_任务目标_
把下列数据行从开头到含有“[647,516,771,619]”的那一行（首尾两行都算在内）重写一遍，将其中的“forsythia bush”换成“forsythia shrub”，其余一字不改，只输出这一段。
*** 数据摘录
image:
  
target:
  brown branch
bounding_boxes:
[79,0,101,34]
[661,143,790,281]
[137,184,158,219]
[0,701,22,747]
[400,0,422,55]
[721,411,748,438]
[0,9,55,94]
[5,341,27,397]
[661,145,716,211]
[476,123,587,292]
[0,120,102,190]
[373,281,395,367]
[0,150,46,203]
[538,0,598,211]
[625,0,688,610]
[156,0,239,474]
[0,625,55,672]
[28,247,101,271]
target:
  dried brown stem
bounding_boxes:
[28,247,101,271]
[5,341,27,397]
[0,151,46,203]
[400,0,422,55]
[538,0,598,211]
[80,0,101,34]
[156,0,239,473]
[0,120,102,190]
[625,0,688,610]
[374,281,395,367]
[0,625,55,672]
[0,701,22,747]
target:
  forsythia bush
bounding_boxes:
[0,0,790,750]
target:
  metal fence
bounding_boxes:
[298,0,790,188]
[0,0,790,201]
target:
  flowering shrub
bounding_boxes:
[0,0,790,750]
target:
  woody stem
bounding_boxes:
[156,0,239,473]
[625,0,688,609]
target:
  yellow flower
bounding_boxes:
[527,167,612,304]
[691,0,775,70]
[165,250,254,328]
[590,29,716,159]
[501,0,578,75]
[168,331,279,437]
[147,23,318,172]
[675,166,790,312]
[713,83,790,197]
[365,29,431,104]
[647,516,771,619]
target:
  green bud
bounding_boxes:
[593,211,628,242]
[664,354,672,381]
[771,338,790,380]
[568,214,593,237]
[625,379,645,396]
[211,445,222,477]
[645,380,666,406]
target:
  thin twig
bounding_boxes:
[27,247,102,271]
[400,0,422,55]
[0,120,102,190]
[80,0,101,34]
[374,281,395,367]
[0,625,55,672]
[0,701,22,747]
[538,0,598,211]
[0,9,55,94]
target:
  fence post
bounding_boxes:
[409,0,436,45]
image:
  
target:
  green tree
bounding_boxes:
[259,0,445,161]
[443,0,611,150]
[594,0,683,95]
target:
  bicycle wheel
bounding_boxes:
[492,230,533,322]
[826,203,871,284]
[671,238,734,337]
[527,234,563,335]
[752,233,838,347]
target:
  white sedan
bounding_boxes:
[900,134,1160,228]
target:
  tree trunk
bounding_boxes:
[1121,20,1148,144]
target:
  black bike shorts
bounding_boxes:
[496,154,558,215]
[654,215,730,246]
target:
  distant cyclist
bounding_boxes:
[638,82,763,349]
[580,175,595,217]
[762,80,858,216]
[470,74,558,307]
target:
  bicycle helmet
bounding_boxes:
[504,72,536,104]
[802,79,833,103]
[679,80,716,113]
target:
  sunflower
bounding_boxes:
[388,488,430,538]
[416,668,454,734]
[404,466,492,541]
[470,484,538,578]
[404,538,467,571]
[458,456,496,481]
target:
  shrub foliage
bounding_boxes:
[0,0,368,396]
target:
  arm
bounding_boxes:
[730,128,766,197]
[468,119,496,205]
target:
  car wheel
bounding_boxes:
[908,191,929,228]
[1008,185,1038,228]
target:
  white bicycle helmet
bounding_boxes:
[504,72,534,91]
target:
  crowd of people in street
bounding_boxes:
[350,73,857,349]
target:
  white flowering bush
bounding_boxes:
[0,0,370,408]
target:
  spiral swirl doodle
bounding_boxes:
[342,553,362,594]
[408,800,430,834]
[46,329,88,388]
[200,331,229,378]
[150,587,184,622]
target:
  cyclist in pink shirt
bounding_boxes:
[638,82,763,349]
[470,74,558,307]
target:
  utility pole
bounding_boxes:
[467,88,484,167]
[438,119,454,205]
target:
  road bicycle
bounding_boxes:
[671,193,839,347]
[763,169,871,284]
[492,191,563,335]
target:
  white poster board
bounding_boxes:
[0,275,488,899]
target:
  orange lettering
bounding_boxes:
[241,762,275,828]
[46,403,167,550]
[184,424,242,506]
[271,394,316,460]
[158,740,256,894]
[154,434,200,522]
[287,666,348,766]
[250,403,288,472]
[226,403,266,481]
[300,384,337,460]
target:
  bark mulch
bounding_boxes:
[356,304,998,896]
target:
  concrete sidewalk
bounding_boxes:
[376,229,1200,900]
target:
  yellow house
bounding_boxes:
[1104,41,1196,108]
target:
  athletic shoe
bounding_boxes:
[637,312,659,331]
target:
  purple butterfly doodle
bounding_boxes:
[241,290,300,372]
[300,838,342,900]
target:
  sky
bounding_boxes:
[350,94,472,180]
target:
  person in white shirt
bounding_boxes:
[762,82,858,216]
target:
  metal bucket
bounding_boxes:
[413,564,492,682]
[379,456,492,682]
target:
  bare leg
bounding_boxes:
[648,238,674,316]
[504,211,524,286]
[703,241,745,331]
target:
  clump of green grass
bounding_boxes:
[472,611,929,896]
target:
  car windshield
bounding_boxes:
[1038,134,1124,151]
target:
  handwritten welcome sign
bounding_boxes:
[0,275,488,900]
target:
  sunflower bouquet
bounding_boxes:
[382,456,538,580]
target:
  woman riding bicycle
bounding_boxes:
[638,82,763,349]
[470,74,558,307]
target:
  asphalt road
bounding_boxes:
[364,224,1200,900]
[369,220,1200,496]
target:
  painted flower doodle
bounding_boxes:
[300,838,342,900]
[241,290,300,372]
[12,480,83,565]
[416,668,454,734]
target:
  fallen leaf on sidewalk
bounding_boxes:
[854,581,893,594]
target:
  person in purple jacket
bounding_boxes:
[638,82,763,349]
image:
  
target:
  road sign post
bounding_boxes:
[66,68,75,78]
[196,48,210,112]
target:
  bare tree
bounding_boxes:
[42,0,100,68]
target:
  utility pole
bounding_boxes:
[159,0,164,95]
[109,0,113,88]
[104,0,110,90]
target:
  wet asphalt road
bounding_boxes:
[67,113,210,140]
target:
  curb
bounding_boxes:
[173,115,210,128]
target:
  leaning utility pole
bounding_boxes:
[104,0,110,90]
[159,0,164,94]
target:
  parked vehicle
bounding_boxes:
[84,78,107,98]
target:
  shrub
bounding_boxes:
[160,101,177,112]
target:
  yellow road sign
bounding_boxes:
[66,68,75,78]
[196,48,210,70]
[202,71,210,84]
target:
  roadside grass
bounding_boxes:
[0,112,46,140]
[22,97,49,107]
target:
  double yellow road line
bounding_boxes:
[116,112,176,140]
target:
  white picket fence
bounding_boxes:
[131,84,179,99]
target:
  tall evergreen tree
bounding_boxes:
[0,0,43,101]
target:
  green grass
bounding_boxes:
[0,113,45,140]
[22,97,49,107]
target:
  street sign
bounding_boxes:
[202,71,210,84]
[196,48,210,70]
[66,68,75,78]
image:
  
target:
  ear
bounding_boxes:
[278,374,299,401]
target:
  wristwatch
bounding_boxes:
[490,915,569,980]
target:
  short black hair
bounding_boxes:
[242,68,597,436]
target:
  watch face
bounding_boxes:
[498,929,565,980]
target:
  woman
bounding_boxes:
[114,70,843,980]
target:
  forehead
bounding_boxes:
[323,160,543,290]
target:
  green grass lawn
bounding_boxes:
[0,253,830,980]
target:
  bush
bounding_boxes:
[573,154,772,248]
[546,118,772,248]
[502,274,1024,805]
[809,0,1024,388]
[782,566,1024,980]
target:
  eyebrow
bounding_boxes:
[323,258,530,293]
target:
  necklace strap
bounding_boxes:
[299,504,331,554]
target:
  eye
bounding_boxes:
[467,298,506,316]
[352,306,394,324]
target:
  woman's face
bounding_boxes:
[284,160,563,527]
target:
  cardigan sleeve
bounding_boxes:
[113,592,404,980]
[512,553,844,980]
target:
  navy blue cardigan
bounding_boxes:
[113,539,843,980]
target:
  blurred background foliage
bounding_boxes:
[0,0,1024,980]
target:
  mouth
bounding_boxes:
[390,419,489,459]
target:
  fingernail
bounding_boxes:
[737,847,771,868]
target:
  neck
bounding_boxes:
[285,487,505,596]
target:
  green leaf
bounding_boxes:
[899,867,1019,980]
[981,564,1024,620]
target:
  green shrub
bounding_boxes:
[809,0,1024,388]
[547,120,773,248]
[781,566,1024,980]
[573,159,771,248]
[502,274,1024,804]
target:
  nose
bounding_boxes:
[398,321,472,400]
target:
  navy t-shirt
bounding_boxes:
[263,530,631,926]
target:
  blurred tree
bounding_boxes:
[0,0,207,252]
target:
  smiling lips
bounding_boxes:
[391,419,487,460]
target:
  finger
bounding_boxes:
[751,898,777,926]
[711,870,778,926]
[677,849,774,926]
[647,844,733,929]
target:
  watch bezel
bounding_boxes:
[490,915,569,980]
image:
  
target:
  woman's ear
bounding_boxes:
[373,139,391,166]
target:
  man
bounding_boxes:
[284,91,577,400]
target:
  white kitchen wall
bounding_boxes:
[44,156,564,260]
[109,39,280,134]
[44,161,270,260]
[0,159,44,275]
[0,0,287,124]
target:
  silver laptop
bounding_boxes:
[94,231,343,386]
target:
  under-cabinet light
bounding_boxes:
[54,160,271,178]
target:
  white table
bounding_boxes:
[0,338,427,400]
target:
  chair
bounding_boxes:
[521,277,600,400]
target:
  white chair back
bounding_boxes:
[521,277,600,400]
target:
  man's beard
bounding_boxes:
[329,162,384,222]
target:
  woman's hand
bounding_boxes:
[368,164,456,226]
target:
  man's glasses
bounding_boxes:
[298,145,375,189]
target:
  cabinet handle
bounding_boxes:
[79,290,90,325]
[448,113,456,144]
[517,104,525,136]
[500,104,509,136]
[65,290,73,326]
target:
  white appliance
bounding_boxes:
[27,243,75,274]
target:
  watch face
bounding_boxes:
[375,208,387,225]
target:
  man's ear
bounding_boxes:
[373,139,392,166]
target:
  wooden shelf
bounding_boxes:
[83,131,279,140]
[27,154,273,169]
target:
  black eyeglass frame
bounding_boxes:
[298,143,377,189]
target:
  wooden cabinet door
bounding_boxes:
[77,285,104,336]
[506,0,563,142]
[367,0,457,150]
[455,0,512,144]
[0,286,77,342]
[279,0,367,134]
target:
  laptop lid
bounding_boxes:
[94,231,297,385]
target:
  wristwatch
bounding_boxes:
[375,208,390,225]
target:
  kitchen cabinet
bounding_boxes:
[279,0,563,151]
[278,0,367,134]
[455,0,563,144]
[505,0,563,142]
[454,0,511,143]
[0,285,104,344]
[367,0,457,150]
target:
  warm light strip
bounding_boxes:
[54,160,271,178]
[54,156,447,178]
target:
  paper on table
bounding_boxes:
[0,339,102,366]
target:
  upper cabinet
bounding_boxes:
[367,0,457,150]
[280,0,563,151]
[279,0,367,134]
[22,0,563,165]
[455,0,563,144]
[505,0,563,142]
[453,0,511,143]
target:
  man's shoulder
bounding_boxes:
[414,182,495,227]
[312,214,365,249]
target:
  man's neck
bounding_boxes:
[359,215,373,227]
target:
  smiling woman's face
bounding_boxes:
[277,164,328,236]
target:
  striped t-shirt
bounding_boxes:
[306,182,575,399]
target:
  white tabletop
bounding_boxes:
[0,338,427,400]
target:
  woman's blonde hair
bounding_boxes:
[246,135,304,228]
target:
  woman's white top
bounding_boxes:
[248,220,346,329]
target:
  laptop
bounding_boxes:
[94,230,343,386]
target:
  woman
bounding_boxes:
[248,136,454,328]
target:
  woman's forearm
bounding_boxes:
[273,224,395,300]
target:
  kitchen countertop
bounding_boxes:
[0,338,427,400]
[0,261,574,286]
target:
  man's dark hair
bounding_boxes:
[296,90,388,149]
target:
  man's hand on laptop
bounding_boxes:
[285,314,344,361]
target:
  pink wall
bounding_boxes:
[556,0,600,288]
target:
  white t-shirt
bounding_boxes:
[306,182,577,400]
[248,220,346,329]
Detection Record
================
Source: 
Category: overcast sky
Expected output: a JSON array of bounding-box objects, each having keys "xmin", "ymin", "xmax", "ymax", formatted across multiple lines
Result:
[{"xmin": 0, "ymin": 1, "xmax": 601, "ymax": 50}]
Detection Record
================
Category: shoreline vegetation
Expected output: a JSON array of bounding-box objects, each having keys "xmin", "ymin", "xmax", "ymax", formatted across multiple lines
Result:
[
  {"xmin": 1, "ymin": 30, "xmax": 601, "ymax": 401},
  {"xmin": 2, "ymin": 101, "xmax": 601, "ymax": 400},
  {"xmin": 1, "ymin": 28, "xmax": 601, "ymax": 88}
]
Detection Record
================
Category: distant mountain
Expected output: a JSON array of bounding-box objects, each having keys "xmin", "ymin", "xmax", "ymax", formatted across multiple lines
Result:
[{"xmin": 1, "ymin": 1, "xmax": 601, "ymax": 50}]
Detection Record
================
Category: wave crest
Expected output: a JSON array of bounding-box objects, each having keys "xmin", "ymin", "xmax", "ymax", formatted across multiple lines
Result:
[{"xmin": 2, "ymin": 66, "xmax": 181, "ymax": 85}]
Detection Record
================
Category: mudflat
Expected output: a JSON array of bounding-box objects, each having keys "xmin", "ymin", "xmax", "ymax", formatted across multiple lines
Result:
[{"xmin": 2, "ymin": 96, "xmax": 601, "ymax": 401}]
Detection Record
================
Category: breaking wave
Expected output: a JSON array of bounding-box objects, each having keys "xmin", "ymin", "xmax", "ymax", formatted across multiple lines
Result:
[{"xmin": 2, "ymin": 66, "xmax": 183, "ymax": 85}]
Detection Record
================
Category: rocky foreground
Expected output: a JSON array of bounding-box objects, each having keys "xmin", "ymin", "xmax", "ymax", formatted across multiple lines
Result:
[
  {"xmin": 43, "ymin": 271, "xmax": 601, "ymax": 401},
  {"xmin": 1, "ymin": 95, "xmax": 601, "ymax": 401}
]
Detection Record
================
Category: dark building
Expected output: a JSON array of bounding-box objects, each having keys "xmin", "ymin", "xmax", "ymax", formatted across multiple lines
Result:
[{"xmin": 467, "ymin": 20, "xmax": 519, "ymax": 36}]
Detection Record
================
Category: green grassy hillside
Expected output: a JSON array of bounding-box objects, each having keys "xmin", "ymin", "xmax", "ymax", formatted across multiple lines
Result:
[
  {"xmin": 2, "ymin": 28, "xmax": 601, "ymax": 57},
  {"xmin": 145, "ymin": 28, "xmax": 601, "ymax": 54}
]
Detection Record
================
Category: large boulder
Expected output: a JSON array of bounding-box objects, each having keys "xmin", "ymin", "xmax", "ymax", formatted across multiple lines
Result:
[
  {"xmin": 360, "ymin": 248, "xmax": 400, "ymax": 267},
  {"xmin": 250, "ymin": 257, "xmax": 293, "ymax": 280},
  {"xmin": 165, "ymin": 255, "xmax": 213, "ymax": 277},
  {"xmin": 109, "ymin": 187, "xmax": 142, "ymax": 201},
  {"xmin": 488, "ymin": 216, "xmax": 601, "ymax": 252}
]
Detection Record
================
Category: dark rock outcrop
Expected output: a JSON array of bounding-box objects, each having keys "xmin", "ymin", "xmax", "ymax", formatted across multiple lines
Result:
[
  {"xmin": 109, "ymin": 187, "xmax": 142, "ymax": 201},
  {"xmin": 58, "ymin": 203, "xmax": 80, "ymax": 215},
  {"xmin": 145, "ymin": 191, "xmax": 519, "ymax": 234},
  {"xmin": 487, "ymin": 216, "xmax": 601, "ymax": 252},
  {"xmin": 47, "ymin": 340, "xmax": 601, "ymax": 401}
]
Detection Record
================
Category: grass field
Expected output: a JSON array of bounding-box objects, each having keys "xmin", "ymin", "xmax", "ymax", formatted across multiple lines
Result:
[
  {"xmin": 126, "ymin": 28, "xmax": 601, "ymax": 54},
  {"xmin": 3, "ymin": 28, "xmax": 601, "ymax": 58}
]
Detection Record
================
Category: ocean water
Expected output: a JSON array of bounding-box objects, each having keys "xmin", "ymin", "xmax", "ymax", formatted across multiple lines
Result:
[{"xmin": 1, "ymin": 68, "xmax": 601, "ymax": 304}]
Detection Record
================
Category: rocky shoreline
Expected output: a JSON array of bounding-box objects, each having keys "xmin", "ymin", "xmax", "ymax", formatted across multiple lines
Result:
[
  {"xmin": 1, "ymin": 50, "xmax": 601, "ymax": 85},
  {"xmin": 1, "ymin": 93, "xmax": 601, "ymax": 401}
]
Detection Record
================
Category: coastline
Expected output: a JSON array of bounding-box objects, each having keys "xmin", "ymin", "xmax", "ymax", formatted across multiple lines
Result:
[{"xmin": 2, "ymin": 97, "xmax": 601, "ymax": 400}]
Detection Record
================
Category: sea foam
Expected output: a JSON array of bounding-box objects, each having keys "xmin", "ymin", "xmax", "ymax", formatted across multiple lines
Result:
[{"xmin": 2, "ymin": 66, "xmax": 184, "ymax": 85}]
******
_任务结果_
image:
  
target:
  brown branch
bounding_boxes:
[79,0,101,34]
[661,143,790,281]
[137,184,158,219]
[0,701,22,747]
[400,0,422,55]
[721,411,748,438]
[0,9,55,94]
[5,341,27,397]
[661,145,716,211]
[476,123,587,292]
[0,120,102,190]
[373,281,395,367]
[0,150,46,203]
[538,0,598,211]
[625,0,688,610]
[156,0,239,474]
[0,625,55,672]
[28,247,101,271]
target:
  dried brown stem
bounding_boxes:
[28,247,101,271]
[5,341,27,397]
[0,151,46,203]
[400,0,422,55]
[538,0,598,211]
[80,0,101,34]
[156,0,239,473]
[0,120,102,190]
[625,0,688,610]
[374,281,395,367]
[0,625,55,672]
[0,701,22,747]
target:
  forsythia shrub
bounding_boxes:
[0,0,790,750]
target:
  metal fence
bounding_boxes:
[298,0,790,188]
[0,0,790,201]
target:
  flowering shrub
bounding_boxes:
[0,0,790,750]
target:
  woody stem
bounding_boxes:
[156,0,239,473]
[625,0,688,609]
target:
  yellow flower
bounding_boxes:
[527,167,612,304]
[691,0,775,70]
[165,250,254,328]
[590,29,716,159]
[501,0,578,75]
[168,331,279,437]
[147,23,318,172]
[675,166,790,312]
[713,83,790,197]
[365,29,431,104]
[647,516,771,619]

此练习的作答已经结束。